Укажите, сколько строк в данных ниже содержат слово «blue» с учетом регистра. В ответе дайте только число.

**ПРИВЕДЁННЫЕ ДАННЫЕ:**
+ + + +

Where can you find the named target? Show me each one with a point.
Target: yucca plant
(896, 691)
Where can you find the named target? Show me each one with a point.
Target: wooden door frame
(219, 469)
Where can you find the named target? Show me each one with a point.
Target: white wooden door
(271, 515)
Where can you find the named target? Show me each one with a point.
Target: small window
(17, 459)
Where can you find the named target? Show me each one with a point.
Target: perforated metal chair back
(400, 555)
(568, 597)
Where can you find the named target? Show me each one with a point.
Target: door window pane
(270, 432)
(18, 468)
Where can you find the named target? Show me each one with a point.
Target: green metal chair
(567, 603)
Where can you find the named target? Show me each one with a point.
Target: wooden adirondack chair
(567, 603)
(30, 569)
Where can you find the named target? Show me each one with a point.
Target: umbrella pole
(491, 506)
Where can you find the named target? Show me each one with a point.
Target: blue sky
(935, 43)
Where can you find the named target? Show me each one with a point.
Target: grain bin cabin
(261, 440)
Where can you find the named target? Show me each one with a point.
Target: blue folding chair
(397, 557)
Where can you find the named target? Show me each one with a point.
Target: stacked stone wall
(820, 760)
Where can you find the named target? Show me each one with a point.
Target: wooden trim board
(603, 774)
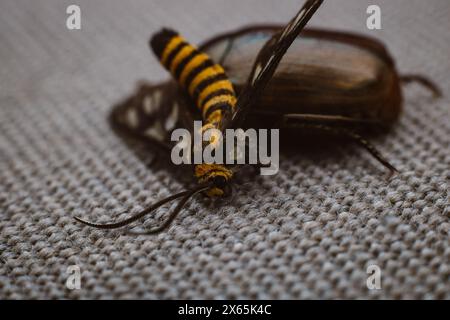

+ + + +

**РЕШЕНИЕ ЗАДАЧИ:** 2